:: Given exercise ::
Render the lines below as a Markdown table with the columns "No." and "Line," giving each line its own numbered row and leaving out blank lines.

:: Data for this exercise ::
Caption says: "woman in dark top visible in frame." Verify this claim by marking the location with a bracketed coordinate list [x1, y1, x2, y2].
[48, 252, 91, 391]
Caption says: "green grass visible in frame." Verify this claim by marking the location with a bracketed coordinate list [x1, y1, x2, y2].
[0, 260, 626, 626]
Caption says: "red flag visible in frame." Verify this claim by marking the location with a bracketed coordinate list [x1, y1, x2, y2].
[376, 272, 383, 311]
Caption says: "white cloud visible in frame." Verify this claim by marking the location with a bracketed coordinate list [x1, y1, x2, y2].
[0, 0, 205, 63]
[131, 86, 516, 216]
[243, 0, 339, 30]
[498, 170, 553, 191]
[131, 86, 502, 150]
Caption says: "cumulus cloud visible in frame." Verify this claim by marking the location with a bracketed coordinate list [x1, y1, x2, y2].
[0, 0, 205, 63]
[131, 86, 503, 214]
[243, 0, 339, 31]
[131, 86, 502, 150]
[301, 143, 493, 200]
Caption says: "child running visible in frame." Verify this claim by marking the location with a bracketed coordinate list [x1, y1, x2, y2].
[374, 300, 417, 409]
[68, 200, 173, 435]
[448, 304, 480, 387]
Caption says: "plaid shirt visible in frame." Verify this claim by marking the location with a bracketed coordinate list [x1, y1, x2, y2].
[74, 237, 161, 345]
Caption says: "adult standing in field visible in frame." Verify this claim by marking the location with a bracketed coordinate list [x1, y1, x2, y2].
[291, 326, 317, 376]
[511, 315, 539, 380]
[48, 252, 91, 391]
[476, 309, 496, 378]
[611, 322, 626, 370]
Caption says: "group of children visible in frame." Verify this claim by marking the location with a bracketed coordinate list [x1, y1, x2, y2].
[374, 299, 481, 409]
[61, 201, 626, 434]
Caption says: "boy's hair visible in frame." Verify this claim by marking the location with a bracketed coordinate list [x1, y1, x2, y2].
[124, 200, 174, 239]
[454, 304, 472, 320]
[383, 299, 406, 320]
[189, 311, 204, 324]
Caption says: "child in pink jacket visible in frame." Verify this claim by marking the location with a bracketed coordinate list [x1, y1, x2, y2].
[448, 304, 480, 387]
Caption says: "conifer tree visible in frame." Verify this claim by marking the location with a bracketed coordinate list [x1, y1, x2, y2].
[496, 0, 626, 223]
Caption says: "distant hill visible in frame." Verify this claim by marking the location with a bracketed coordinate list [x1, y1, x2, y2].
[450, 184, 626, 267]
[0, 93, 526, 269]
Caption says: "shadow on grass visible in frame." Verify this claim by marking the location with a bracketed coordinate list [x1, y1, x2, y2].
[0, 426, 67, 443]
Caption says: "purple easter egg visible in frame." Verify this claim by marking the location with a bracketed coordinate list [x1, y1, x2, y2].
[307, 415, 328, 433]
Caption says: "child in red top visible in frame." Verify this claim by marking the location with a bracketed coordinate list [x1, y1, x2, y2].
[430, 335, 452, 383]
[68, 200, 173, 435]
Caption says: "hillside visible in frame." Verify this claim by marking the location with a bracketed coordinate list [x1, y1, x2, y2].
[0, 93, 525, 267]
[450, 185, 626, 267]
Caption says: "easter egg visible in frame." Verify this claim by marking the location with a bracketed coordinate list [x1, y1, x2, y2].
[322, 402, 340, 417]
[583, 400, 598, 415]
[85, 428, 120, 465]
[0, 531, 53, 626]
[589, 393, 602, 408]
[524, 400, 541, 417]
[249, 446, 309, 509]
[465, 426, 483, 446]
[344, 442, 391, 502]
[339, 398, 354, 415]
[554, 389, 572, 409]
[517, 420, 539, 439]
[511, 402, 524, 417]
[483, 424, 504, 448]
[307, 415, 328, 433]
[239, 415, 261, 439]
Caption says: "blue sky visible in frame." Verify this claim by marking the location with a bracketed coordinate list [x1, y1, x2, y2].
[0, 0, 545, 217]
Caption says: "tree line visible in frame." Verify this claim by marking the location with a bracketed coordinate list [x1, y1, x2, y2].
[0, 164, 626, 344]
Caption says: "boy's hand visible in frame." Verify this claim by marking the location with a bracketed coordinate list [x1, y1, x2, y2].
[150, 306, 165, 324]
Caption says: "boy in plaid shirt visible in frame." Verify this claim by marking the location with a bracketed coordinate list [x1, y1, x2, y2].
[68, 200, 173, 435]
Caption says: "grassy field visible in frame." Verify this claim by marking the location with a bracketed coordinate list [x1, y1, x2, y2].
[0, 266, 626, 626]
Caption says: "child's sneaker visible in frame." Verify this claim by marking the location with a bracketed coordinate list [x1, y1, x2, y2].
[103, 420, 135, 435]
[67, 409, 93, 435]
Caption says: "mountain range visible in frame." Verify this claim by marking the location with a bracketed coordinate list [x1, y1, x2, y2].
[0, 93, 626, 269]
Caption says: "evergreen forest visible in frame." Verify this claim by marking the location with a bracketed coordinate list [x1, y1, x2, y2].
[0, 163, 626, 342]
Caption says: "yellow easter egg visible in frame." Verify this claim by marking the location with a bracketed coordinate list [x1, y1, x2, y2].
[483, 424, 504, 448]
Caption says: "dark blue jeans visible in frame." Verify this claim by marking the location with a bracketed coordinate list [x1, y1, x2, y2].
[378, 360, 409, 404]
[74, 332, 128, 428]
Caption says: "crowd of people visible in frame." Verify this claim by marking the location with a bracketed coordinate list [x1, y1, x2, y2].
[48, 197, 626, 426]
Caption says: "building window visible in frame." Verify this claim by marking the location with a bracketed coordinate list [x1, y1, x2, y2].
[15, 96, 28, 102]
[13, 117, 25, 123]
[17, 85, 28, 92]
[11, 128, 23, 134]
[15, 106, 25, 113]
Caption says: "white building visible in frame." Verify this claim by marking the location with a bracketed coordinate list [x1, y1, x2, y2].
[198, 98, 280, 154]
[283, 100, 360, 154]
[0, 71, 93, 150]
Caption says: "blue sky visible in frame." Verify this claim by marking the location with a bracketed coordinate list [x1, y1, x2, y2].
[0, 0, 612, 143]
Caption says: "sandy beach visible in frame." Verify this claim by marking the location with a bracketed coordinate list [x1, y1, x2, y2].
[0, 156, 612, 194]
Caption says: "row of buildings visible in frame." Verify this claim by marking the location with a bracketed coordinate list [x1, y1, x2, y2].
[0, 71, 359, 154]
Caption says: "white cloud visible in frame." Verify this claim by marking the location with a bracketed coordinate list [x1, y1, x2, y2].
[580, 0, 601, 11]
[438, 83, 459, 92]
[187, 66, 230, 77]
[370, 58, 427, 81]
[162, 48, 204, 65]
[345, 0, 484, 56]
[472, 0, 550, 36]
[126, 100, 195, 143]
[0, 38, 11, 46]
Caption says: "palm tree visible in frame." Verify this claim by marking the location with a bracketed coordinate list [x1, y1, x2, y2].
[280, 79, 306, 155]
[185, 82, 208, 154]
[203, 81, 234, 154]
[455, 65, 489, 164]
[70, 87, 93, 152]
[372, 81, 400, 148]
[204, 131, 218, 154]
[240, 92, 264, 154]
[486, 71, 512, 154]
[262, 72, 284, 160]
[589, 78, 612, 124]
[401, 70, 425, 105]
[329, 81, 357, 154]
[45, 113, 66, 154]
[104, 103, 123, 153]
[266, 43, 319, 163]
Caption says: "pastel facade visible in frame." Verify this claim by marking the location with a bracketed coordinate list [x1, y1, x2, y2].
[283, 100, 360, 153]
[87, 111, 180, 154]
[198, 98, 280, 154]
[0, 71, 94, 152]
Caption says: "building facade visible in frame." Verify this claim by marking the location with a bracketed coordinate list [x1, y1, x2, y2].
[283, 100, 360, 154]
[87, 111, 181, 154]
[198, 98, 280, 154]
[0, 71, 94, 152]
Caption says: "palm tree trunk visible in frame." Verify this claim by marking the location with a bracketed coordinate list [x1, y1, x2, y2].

:: Written answer ::
| No. | Line |
|---|---|
| 1 | Caption says: "woman in dark top visible in frame." Verify this claim by marking the location with a bracketed coordinate list [x1, y1, x2, y2]. |
| 2 | [48, 252, 91, 391] |
| 3 | Caption says: "green grass visible in frame." Verify this claim by marking the location with a bracketed coordinate list [x1, y1, x2, y2]. |
| 4 | [0, 260, 626, 626] |
| 5 | Caption says: "red flag visible in frame." Verify this claim by marking the location with a bracketed coordinate list [x1, y1, x2, y2]. |
| 6 | [376, 272, 383, 311] |
| 7 | Caption says: "white cloud visible in frame." Verify this claim by marking the location with a bracketed coordinate list [x1, y1, x2, y2]. |
| 8 | [0, 0, 205, 63] |
| 9 | [131, 86, 516, 216] |
| 10 | [243, 0, 339, 30] |
| 11 | [498, 170, 553, 191] |
| 12 | [131, 86, 502, 150] |
| 13 | Caption says: "cumulus cloud visible in frame." Verify this claim by marking the location with a bracketed coordinate list [x1, y1, x2, y2]. |
| 14 | [0, 0, 205, 63] |
| 15 | [131, 86, 503, 214] |
| 16 | [243, 0, 339, 31] |
| 17 | [131, 86, 502, 150] |
| 18 | [301, 143, 493, 200] |
| 19 | Caption says: "child running visible in frame." Verify this claim by marking the location with a bracketed coordinate list [x1, y1, x2, y2]. |
| 20 | [374, 300, 417, 409] |
| 21 | [68, 200, 173, 435] |
| 22 | [448, 304, 480, 387] |
| 23 | Caption says: "plaid shirt visible in frame." Verify this claim by marking the location with a bracketed coordinate list [x1, y1, x2, y2]. |
| 24 | [74, 237, 161, 345] |
| 25 | Caption says: "adult standing in field visible in frame." Verify this claim by marking the location with a bracketed coordinate list [x1, y1, x2, y2]. |
| 26 | [291, 326, 317, 376] |
| 27 | [511, 315, 539, 380] |
| 28 | [48, 252, 91, 391] |
| 29 | [476, 309, 496, 378] |
| 30 | [611, 322, 626, 370] |
| 31 | Caption says: "group of children visible in frame." Verify this claim by marking the location with a bracketed coordinate list [x1, y1, x2, y2]. |
| 32 | [374, 299, 481, 409] |
| 33 | [61, 201, 626, 434] |
| 34 | Caption says: "boy's hair visible in frame." Verify this claim by marking the location with a bracketed coordinate list [x1, y1, x2, y2]. |
| 35 | [124, 200, 174, 239] |
| 36 | [454, 304, 472, 320] |
| 37 | [383, 299, 406, 320] |
| 38 | [189, 311, 204, 324] |
| 39 | Caption says: "child in pink jacket visible in frame." Verify this claim by marking the location with a bracketed coordinate list [x1, y1, x2, y2]. |
| 40 | [448, 304, 480, 387] |
| 41 | Caption says: "conifer tree visible in frame." Verify this claim by marking the location with a bracketed coordinate list [x1, y1, x2, y2]. |
| 42 | [496, 0, 626, 223] |
| 43 | Caption says: "distant hill visible in frame." Verify this claim by marking the location with a bracketed coordinate list [x1, y1, x2, y2]. |
| 44 | [450, 184, 626, 267] |
| 45 | [0, 93, 526, 269] |
| 46 | Caption says: "shadow on grass visible in frame." Verify this claim by marking the location with a bracketed coordinate list [x1, y1, x2, y2]. |
| 47 | [0, 426, 67, 443] |
| 48 | Caption says: "purple easter egg visible in frame." Verify this claim by marking the location with a bracketed coordinate list [x1, y1, x2, y2]. |
| 49 | [307, 415, 328, 433] |
| 50 | Caption says: "child in red top visible in frame." Verify this claim by marking the location with a bracketed coordinate list [x1, y1, x2, y2]. |
| 51 | [430, 335, 452, 383] |
| 52 | [68, 200, 173, 435] |
| 53 | Caption says: "hillside visible in frame." Verify this claim by marking the location with a bracketed coordinate list [x1, y1, x2, y2]. |
| 54 | [0, 93, 525, 267] |
| 55 | [450, 185, 626, 267] |
| 56 | Caption says: "easter egg visible in frame." Verify this claim by marking the location with a bracketed coordinate list [x1, y1, x2, y2]. |
| 57 | [322, 402, 340, 417] |
| 58 | [583, 400, 598, 415] |
| 59 | [85, 428, 120, 465] |
| 60 | [0, 531, 53, 626] |
| 61 | [589, 393, 602, 408] |
| 62 | [524, 400, 541, 417] |
| 63 | [249, 446, 309, 509] |
| 64 | [465, 426, 483, 446] |
| 65 | [344, 442, 391, 502] |
| 66 | [339, 398, 354, 415] |
| 67 | [554, 389, 572, 409] |
| 68 | [517, 420, 539, 439] |
| 69 | [511, 402, 524, 417] |
| 70 | [483, 424, 504, 448] |
| 71 | [307, 415, 328, 433] |
| 72 | [239, 415, 261, 439] |
| 73 | Caption says: "blue sky visible in frame." Verify this claim by marking the location with a bracketed coordinate list [x1, y1, x2, y2]. |
| 74 | [0, 0, 545, 217] |
| 75 | Caption says: "tree line visible in frame." Verify this claim by marking the location with a bracketed coordinate list [x1, y1, x2, y2]. |
| 76 | [0, 164, 626, 344] |
| 77 | Caption says: "boy's hand visible in frame." Verify this claim by marking the location with a bracketed coordinate list [x1, y1, x2, y2]. |
| 78 | [150, 306, 165, 324] |
| 79 | Caption says: "boy in plaid shirt visible in frame." Verify this claim by marking the location with a bracketed coordinate list [x1, y1, x2, y2]. |
| 80 | [68, 200, 173, 435] |
| 81 | Caption says: "grassy field visible in frame." Verify this claim by marking the location with a bracketed coordinate list [x1, y1, x2, y2]. |
| 82 | [0, 266, 626, 626] |
| 83 | Caption says: "child's sneaker visible in frame." Verify this claim by marking the location with a bracketed coordinate list [x1, y1, x2, y2]. |
| 84 | [103, 420, 135, 435] |
| 85 | [67, 409, 93, 435] |
| 86 | Caption says: "mountain range visible in frame." Verify this claim by marking the location with a bracketed coordinate list [x1, y1, x2, y2]. |
| 87 | [0, 93, 626, 269] |
| 88 | Caption says: "evergreen forest visible in frame." Verify this claim by marking the location with a bracketed coordinate list [x1, y1, x2, y2]. |
| 89 | [0, 163, 626, 342] |
| 90 | Caption says: "yellow easter egg visible in frame." Verify this claim by marking the location with a bracketed coordinate list [x1, y1, x2, y2]. |
| 91 | [483, 424, 504, 448] |
| 92 | Caption says: "dark blue jeans visible in frame." Verify this claim by marking the location with a bracketed coordinate list [x1, y1, x2, y2]. |
| 93 | [378, 360, 409, 404] |
| 94 | [74, 332, 128, 428] |
| 95 | Caption says: "crowd of people visible in frame." Verify this claim by marking the location with a bracketed coordinate list [x1, y1, x2, y2]. |
| 96 | [48, 197, 626, 426] |
| 97 | Caption says: "building window visible in frame." Verify this claim by marking the location with a bracketed coordinate list [x1, y1, x2, y2]. |
| 98 | [15, 96, 28, 102] |
| 99 | [13, 117, 25, 123] |
| 100 | [17, 85, 28, 92] |
| 101 | [11, 128, 23, 134] |
| 102 | [15, 106, 25, 113] |
| 103 | Caption says: "white building visible in frame." Verify this claim by marking the location with a bracketed coordinate list [x1, y1, x2, y2]. |
| 104 | [198, 98, 280, 154] |
| 105 | [283, 100, 360, 154] |
| 106 | [0, 71, 93, 150] |
| 107 | Caption says: "blue sky visible in frame." Verify this claim by marking the location with a bracketed coordinate list [x1, y1, x2, y2]. |
| 108 | [0, 0, 612, 143] |
| 109 | Caption says: "sandy beach visible in frame." Verify this claim by marking the location with a bracketed coordinate list [x1, y1, x2, y2]. |
| 110 | [0, 156, 612, 194] |
| 111 | Caption says: "row of buildings visible in frame." Verify this claim by marking the location with a bracketed coordinate list [x1, y1, x2, y2]. |
| 112 | [0, 71, 359, 154] |
| 113 | Caption says: "white cloud visible in frame." Verify this claim by marking the location with a bracketed coordinate list [x1, y1, x2, y2]. |
| 114 | [580, 0, 601, 11] |
| 115 | [438, 83, 459, 92] |
| 116 | [187, 66, 230, 77] |
| 117 | [370, 58, 427, 81] |
| 118 | [162, 48, 204, 65] |
| 119 | [345, 0, 484, 56] |
| 120 | [472, 0, 550, 36] |
| 121 | [126, 100, 195, 143] |
| 122 | [0, 38, 11, 46] |
| 123 | Caption says: "palm tree visible in frame." Verify this claim by marking the location with a bracketed coordinate list [x1, y1, x2, y2]. |
| 124 | [280, 79, 306, 155] |
| 125 | [185, 82, 208, 154] |
| 126 | [203, 81, 234, 154] |
| 127 | [455, 65, 489, 164] |
| 128 | [70, 87, 93, 152] |
| 129 | [372, 81, 400, 148] |
| 130 | [204, 131, 218, 154] |
| 131 | [240, 92, 264, 154] |
| 132 | [486, 71, 512, 154] |
| 133 | [262, 72, 284, 160] |
| 134 | [589, 78, 612, 124] |
| 135 | [401, 70, 425, 105] |
| 136 | [329, 81, 357, 154] |
| 137 | [45, 113, 66, 154] |
| 138 | [104, 103, 123, 153] |
| 139 | [266, 43, 319, 163] |
| 140 | Caption says: "pastel facade visible in frame." Verify this claim by marking the location with a bracketed coordinate list [x1, y1, x2, y2]. |
| 141 | [283, 100, 360, 153] |
| 142 | [87, 111, 180, 154] |
| 143 | [198, 98, 280, 154] |
| 144 | [0, 71, 94, 152] |
| 145 | Caption says: "building facade visible in frame." Verify this claim by marking the location with a bracketed coordinate list [x1, y1, x2, y2]. |
| 146 | [283, 100, 360, 154] |
| 147 | [87, 111, 181, 154] |
| 148 | [198, 98, 280, 154] |
| 149 | [0, 71, 94, 152] |
| 150 | Caption says: "palm tree trunk visible in frame." Verify this claim by marking the location with a bracketed coordinate list [x1, y1, x2, y2]. |